===== TEXT BLOCK

Showing posts with label Memoir. Show all posts
Showing posts with label Memoir. Show all posts

Sunday, February 12, 2012

Review: PARIS, MY SWEET


PARIS, MY SWEET:
A YEAR IN THE CITY OF LIGHT (AND DARK CHOCOLATE)

Amy Thomas

Travel Memoir

Sourcebooks, February 2012

Premise: Writer lands dream job in Paris and tracks down elite bakers and chocolate artisans in her spare time while musing on mid-thirties single life.

Cover: Title - Apt and amusing, gives a clear idea of what to expect from content. Art - the cartoony graphics of birds-eye-view of a Paris city map is highy appealing in coloration and retroish style that calls to mind the haute wrapping the equally haute edibles get wrapped in. Perhaps the best cover Apprentice Writer has seen from this publisher to date. Well done, Sourcebooks art department!

First Sentence Test: Did "I guess you could say my story began with a bicycle and some bonbons " make this reader want to continue? YES!

What Works: Like many others, advertising writer Amy Thomas was in possession of a full-on Paris crush. Unlike many others, she was handed a fairy-tale opportunity not only to live there for a year, but to work in an elegant flagship store on one of the most upscale streets. The reader immediately engages with her as she leaps at the chanc.e,happily putting herself in the author's shoes and looking forward to exploring the glittering city like no mere tourist can.

Paris has a way of making one's passions rise to the surface. For Carrie Bradshaw, another transplanted New York single girl (referenced in the text), it was designer boutiques for couture clothes. For others, it might be masterpieces in art museums, exquisite restaurant meals produced by a country that raises food preparation to a kind a religion, or city squares and architectural monuments that played a part in history.

For the author, it is all about sweets. Architecture, "regular" food and fashion are all mentioned but only in passing, as a distant backdrop to the real focus. Carrying on a habit developed in New York, she tirelessly seeks out and samples the city's best in baked goods and sweet treats. The pleasure she derives, the care with which she identifies ingredients and painstakingly developed baking techniques, the way she shows how love of exquisitely prepared food translates to the bigger picture of love of life and intensifying relationships with family and friends, all inspired AW to go on a mini sweet neighborhood exploration trip of her own.

==========

:: PARTS OF THE EXERCISE ::
1. Answer these questions from the book review:
(a) Which publisher released the book, and in what month and year?
(b) What kind of writer was Amy Thomas?
(c) Which character is named as another transplanted New York single girl?
2. Reproduce the book review word for word, starting at "Cover: Title - Apt" and ending at "Sourcebooks art department!".
The rows below come from a separate source.

===== EXTRACTED RECORDS

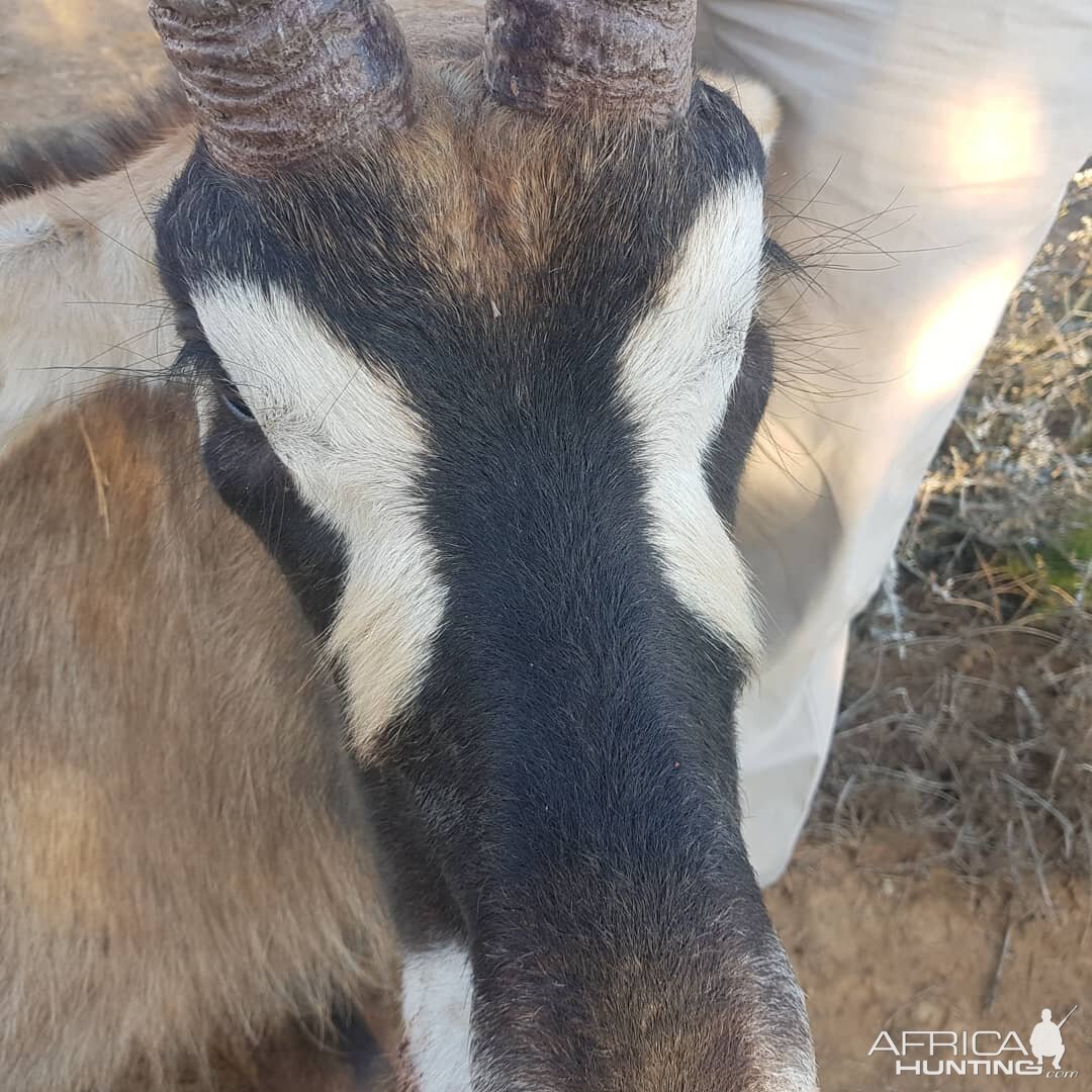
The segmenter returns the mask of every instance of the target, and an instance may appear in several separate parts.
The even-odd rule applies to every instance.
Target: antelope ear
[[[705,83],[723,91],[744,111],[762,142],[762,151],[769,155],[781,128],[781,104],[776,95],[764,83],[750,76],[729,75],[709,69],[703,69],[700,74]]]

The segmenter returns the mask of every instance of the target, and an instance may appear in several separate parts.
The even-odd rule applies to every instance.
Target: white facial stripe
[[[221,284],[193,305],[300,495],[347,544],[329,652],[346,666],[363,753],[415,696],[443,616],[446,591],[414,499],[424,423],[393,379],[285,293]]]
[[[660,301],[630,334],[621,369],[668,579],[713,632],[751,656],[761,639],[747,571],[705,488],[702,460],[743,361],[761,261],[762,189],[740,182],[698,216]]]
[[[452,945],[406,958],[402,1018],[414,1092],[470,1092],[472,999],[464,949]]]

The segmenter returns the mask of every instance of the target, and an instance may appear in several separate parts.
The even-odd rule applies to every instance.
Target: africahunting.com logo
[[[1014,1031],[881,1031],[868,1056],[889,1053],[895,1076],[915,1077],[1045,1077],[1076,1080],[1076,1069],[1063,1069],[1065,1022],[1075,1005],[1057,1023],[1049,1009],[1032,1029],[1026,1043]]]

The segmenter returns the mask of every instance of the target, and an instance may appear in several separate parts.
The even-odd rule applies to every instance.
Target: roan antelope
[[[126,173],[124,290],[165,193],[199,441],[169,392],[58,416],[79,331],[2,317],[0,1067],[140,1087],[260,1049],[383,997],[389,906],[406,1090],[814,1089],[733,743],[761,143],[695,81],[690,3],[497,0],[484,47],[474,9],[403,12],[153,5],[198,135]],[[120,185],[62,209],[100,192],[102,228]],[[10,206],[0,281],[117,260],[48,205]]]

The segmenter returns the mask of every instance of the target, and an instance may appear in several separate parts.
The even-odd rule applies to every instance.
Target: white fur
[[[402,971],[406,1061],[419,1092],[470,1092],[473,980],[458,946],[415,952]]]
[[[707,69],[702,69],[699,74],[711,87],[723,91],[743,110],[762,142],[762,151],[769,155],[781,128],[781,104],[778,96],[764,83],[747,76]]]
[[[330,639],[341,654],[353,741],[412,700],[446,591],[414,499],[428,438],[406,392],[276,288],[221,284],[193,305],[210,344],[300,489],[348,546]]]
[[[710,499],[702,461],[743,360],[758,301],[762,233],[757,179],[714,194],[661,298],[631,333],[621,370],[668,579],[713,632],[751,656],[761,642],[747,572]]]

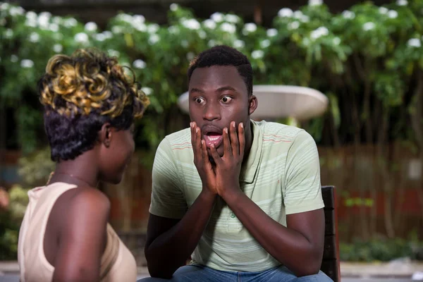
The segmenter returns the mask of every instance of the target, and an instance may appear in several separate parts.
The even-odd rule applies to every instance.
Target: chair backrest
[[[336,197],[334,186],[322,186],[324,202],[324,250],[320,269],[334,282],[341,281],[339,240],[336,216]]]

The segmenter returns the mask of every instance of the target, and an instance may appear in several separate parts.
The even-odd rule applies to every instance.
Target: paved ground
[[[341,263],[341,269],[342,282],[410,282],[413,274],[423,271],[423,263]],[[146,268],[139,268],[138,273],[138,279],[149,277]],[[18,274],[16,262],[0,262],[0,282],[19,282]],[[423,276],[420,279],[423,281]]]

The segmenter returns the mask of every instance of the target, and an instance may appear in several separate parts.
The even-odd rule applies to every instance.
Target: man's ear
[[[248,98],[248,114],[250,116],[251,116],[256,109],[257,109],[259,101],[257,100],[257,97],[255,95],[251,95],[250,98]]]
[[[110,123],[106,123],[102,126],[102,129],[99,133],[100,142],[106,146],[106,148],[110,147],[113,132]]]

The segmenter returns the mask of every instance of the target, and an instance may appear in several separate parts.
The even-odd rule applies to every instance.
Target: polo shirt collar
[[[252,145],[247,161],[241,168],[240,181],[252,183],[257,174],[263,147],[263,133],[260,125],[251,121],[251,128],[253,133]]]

==========
===== EXTRACTED RECORDS

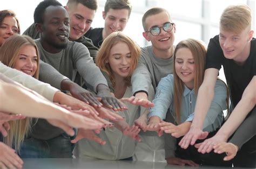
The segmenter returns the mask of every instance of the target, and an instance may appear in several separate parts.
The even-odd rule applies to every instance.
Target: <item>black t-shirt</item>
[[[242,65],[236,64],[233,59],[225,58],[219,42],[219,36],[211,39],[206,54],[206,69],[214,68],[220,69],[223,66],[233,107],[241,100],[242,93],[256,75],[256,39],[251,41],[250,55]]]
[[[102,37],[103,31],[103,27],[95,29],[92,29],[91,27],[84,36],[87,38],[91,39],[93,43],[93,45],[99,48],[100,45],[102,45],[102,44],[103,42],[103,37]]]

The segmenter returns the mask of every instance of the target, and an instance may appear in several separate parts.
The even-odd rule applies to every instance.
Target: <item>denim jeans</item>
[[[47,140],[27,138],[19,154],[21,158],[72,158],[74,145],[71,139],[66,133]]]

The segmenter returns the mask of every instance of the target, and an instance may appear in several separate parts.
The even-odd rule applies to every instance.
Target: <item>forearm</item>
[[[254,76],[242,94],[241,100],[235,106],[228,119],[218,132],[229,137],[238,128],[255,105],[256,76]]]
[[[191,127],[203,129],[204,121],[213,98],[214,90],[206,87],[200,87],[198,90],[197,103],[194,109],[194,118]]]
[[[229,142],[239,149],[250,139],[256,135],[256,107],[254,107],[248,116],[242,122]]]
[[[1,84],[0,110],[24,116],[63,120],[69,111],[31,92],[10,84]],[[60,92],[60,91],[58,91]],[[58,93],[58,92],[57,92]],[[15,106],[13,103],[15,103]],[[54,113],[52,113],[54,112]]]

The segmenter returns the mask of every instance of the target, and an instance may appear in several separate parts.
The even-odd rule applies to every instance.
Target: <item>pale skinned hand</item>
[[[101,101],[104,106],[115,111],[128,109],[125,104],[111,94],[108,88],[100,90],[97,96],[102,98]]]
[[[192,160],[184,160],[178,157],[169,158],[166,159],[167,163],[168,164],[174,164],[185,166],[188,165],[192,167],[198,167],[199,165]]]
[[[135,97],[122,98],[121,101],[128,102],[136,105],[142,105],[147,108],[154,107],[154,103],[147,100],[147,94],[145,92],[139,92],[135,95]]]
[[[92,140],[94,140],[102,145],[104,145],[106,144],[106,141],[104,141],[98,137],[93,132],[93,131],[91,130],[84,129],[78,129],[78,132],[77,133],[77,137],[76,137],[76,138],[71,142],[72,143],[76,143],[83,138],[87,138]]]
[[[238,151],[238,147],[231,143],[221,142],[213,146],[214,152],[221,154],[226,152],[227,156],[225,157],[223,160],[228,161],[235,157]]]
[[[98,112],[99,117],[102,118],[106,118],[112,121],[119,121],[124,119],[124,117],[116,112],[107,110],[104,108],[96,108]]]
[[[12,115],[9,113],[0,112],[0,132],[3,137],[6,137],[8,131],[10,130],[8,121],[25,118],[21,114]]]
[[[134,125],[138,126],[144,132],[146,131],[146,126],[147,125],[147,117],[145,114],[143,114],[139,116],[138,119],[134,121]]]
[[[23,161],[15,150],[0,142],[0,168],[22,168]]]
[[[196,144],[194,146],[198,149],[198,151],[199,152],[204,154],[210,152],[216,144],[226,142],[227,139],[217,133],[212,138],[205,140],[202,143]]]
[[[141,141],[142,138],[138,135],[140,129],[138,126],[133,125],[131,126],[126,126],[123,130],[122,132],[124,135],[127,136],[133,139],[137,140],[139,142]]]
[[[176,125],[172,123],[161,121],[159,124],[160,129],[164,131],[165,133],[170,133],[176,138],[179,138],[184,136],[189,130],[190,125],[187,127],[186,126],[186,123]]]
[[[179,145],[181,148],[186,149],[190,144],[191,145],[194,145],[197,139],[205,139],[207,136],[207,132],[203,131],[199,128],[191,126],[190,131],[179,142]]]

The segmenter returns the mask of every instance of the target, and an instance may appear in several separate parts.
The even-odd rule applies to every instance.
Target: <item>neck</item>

==========

:: YOUR WRITTEN ANSWERS ::
1.
(a) Sourcebooks, February 2012
(b) An advertising writer
(c) Carrie Bradshaw

2.
Cover: Title - Apt and amusing, gives a clear idea of what to expect from content. Art - the cartoony graphics of birds-eye-view of a Paris city map is highy appealing in coloration and retroish style that calls to mind the haute wrapping the equally haute edibles get wrapped in. Perhaps the best cover Apprentice Writer has seen from this publisher to date. Well done, Sourcebooks art department!